*PROVIDED RECORDS*:
---+---

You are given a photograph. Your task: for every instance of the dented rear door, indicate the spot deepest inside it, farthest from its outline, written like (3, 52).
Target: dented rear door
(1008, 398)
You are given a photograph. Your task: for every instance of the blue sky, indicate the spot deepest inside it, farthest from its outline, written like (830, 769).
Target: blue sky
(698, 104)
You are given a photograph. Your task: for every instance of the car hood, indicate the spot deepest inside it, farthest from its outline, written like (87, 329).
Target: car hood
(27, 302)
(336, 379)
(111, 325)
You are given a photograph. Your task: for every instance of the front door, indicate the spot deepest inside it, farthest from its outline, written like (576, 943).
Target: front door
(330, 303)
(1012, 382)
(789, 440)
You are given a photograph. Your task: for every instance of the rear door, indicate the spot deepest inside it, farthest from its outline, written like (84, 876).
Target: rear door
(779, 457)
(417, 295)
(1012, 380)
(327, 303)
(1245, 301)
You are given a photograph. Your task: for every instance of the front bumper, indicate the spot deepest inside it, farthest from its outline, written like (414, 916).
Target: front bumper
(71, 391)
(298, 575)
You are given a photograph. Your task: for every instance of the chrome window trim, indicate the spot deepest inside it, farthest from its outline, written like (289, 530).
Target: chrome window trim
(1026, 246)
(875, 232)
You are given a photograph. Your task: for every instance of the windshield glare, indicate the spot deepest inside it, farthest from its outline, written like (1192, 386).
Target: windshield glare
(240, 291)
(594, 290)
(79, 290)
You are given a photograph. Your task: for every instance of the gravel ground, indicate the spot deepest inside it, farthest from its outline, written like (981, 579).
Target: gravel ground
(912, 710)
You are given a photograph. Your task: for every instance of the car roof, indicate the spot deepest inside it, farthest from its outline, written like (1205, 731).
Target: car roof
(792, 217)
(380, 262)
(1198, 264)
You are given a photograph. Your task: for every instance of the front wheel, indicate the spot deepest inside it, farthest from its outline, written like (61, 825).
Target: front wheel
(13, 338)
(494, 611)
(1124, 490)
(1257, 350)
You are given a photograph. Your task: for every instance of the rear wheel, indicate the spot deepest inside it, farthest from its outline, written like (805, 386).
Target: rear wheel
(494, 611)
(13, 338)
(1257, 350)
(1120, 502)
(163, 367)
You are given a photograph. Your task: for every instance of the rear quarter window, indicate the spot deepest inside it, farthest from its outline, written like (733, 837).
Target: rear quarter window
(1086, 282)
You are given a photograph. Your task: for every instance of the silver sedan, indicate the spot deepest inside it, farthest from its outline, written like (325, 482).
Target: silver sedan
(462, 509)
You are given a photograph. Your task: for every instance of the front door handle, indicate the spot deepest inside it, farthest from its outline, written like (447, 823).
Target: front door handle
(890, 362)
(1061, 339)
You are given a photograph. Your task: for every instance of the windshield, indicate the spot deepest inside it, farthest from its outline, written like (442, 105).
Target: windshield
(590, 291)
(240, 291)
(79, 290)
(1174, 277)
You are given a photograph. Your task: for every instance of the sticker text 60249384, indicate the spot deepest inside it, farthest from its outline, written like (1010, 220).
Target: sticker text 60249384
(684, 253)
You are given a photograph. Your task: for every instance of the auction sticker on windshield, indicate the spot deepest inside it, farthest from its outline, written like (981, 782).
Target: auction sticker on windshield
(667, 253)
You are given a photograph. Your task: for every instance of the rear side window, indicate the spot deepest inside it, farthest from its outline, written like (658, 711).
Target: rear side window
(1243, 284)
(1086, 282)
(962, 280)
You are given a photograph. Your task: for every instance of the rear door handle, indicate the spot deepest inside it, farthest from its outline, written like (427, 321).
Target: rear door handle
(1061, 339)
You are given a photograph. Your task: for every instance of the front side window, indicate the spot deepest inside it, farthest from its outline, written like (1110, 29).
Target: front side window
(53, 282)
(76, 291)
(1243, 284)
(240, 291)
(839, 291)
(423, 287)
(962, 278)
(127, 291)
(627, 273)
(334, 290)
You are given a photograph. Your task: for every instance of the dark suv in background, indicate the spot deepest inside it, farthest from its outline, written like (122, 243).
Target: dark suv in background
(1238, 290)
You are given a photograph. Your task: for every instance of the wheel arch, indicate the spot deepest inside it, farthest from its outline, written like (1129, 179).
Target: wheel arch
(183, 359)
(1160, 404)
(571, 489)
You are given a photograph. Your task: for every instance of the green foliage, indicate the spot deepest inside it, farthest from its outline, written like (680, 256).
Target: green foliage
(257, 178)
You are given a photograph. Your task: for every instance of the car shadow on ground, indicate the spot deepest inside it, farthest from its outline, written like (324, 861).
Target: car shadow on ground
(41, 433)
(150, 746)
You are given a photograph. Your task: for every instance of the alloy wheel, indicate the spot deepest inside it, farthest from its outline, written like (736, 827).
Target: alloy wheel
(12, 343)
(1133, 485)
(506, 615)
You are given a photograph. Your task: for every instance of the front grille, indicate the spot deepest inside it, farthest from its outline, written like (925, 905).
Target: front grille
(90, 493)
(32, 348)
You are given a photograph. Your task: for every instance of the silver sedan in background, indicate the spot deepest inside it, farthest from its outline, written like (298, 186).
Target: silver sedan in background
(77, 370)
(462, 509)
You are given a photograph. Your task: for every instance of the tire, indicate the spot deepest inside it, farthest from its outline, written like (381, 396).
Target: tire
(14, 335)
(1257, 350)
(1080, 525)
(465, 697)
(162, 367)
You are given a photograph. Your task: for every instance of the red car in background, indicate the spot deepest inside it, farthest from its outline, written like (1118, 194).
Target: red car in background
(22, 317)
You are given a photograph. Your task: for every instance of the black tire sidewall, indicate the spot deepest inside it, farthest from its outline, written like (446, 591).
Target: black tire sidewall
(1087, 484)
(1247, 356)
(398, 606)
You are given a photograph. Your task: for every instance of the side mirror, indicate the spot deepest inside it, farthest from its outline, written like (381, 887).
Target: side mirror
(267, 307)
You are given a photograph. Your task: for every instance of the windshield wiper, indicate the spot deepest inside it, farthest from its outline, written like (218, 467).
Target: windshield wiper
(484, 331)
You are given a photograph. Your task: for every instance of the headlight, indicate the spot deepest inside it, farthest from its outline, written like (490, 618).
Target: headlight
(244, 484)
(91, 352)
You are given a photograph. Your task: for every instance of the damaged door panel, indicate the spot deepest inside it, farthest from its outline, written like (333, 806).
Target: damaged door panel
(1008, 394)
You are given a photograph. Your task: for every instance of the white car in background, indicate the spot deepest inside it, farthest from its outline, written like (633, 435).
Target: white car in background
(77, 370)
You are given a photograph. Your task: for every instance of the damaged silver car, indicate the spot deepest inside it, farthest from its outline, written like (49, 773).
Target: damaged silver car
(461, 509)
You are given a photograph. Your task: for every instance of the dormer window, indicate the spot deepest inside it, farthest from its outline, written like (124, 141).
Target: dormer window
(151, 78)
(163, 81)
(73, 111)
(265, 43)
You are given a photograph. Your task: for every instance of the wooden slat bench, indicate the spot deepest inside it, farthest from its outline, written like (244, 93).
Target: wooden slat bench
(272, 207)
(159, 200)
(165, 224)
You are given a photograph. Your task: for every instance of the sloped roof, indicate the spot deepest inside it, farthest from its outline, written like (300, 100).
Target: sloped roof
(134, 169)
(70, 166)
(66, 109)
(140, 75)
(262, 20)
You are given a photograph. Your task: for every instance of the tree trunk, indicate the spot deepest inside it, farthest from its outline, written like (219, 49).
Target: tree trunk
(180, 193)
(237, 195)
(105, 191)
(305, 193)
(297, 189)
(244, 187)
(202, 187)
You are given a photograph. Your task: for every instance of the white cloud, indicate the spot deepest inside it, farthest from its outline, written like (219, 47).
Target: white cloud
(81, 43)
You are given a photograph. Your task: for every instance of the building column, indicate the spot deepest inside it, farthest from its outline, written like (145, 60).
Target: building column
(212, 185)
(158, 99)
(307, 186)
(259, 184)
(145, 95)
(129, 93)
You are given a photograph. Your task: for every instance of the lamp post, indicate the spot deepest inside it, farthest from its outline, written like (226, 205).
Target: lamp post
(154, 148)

---+---

Render the stretch from the line containing "like (145, 60)." through the end of the entries as a numbered list, omitting any blank lines.

*FINAL ANSWER*:
1. You are given a photograph. Your task: for every instance of the building column, indicate the spot deepest inside it, farthest from its outline, written like (145, 60).
2. Target: building column
3. (212, 185)
4. (158, 99)
5. (307, 186)
6. (259, 184)
7. (145, 95)
8. (129, 93)
9. You are given a photograph. Your task: for every instance of the lamp post, indicate the spot deepest inside it, farthest from its outline, written like (226, 205).
10. Target: lamp post
11. (154, 148)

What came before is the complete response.